**GIVEN TEXT**
Go to homepage
16 / 41
Sep 2016

Is it like that all the way around or just on the side you photographed? If you raise the extruder and manually extrude into the air does it come out straight down or to the side/in a spiral?

It pretty much cleans up as it goes past the right side of the circle I drew then is a great print.

I’ll try the manual extrude to see but I have the same thing on another printer with the same part but in ABS.

Have you checked to make sure there is nothing weird with the .stl(have you rotated it to see if the anomaly moves?) and is all your motion lubricated and moving freely?

Assuming “yes” to the above, take a look at my visual aid.
Where there is a red X, an axis is switching directions.
If that is where the anomaly is then you want to check that axis. Is there any play anywhere? Is the belt tight? Is the belt too tight(this can cause it to vibrate like a guitar string on a direction change)? Have you done any mods to that axis that would make the moving parts heavier?
Where there is a blue O, both axis are moving at equal speed.
If the anomaly happens here it’s a little more tricky. When any axis moves it causes vibration. When both are moving at the same speed they can cause resonance and significantly amplify the vibration(this is more common than you might think). You should be able to feel it by lightly laying a hand on the machine. Let me know if this is the case and I can help you troubleshoot further.
Hope that helps!
-Jesse
ringingdeath1.jpg

In your S3D settings are you printing inside to outside, or outside to inside? Try reversing and report back. This may be very similar to the ringing effect you see on sharp corners. But in this case it could be the print head transitioning from the inside of the shell to the outside for the next layer and the “ringing” after effect as the mass of the print head settles down. You could also try adjusting the S3D setting that indicates a random start point for each layer.

Thanks for the suggestions. Right now it is inside-out. The ringing explanation sure seems to make some sense. I can try a random to see what happens but I actually had set a specific point for the seam so it would imitate the real seam on the barrel!

I’ll report back.

Motion is good, at least I feel it is. Other prints are not indicating any issue. I have not rotated it but can try. I do have it set for specific start point X=0, Y=300 which places the seam at the rear of the printer so I can’t see what’s going on at that point.

Issue is on a red X and would be at the back of the machine right on a line for the Y axis. i.e it is facing the rear of the platform.

I have not checked the model to any degree so it is suspect.

This issue is similar on two machines, QIDI and FFCP, ABS and PLA so S3D is common and so is the model. I need to try and slow way down to see how that affects it. These just take a long time to print even for the small one. I am over run with green and red barrels!!

**PROMPT 1**
In the forum thread above, what does a blue O mark on the visual aid?
**PROMPT 2**
Please reproduce the forum thread from "I’ll try the" up to and including "and moving freely?".

**ROWS**

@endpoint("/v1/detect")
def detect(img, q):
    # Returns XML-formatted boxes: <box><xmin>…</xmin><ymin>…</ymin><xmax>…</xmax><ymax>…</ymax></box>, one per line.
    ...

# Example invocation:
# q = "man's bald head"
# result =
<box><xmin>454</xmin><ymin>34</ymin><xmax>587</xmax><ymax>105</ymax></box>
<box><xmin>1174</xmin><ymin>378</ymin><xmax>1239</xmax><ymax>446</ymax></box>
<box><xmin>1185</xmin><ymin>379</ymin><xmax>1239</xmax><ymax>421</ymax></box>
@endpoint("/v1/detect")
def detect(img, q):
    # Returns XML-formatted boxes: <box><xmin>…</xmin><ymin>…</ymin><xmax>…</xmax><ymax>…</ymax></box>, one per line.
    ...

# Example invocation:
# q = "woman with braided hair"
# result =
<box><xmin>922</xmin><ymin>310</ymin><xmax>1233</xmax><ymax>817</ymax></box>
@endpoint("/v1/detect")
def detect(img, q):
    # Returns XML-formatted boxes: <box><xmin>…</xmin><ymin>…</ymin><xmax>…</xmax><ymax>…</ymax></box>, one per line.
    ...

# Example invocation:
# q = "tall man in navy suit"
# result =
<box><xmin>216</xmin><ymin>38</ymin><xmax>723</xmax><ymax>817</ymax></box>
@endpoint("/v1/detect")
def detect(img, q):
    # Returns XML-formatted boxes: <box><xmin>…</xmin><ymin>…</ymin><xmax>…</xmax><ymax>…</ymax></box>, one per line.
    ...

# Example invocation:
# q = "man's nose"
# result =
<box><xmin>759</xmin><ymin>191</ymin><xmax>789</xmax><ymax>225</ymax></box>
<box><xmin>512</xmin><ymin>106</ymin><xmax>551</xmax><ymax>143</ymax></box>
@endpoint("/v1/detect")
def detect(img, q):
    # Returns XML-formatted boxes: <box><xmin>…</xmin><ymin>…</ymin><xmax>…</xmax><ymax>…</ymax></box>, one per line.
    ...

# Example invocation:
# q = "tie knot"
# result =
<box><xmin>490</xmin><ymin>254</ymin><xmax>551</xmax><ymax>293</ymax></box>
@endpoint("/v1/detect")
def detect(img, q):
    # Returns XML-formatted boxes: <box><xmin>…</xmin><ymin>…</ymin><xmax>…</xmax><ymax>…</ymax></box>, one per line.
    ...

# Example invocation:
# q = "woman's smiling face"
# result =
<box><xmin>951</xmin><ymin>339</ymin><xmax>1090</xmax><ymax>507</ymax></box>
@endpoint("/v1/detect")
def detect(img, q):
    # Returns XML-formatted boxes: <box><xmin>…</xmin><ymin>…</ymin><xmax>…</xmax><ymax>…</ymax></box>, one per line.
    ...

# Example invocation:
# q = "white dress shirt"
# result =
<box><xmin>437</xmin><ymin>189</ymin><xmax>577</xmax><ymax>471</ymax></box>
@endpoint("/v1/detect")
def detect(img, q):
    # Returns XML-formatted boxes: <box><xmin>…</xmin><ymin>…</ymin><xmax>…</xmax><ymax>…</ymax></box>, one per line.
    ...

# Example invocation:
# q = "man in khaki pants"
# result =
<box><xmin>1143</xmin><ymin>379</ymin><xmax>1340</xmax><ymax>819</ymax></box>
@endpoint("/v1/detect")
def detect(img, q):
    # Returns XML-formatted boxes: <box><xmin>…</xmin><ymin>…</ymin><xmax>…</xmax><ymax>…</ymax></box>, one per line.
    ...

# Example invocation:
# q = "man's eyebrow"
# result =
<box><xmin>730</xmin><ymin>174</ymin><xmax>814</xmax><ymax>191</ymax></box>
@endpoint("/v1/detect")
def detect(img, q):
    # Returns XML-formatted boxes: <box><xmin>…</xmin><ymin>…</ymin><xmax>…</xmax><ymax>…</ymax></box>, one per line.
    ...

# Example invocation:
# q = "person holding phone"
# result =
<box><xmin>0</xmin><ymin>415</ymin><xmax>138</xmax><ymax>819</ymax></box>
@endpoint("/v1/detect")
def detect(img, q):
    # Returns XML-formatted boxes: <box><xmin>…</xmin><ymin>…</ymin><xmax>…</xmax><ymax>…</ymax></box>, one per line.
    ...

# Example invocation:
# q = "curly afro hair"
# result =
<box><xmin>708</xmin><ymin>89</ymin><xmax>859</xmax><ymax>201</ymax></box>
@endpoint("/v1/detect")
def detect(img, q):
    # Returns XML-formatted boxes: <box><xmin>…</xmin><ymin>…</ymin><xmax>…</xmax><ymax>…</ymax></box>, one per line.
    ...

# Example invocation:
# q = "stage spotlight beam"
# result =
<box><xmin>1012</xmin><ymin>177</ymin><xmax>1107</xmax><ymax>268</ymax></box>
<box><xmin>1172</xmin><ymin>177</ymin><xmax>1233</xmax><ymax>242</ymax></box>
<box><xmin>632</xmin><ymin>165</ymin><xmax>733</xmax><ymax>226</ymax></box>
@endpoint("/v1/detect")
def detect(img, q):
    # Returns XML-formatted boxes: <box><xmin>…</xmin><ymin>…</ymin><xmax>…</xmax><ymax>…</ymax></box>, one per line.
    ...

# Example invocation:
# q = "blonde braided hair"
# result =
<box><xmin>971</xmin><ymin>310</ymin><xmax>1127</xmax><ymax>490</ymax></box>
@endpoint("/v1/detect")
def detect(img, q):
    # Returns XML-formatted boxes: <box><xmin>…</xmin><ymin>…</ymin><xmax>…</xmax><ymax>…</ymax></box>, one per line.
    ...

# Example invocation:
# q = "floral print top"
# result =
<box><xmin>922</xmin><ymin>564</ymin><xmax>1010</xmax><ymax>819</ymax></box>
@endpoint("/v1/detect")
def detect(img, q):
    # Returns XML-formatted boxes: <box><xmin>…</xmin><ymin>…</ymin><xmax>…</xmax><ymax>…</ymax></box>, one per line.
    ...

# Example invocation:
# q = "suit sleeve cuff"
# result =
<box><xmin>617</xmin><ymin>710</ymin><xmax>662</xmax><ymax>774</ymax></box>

**WRITTEN REPLY 1**
A spot where both axes are moving at equal speed.

**WRITTEN REPLY 2**
I’ll try the manual extrude to see but I have the same thing on another printer with the same part but in ABS.

Have you checked to make sure there is nothing weird with the .stl(have you rotated it to see if the anomaly moves?) and is all your motion lubricated and moving freely?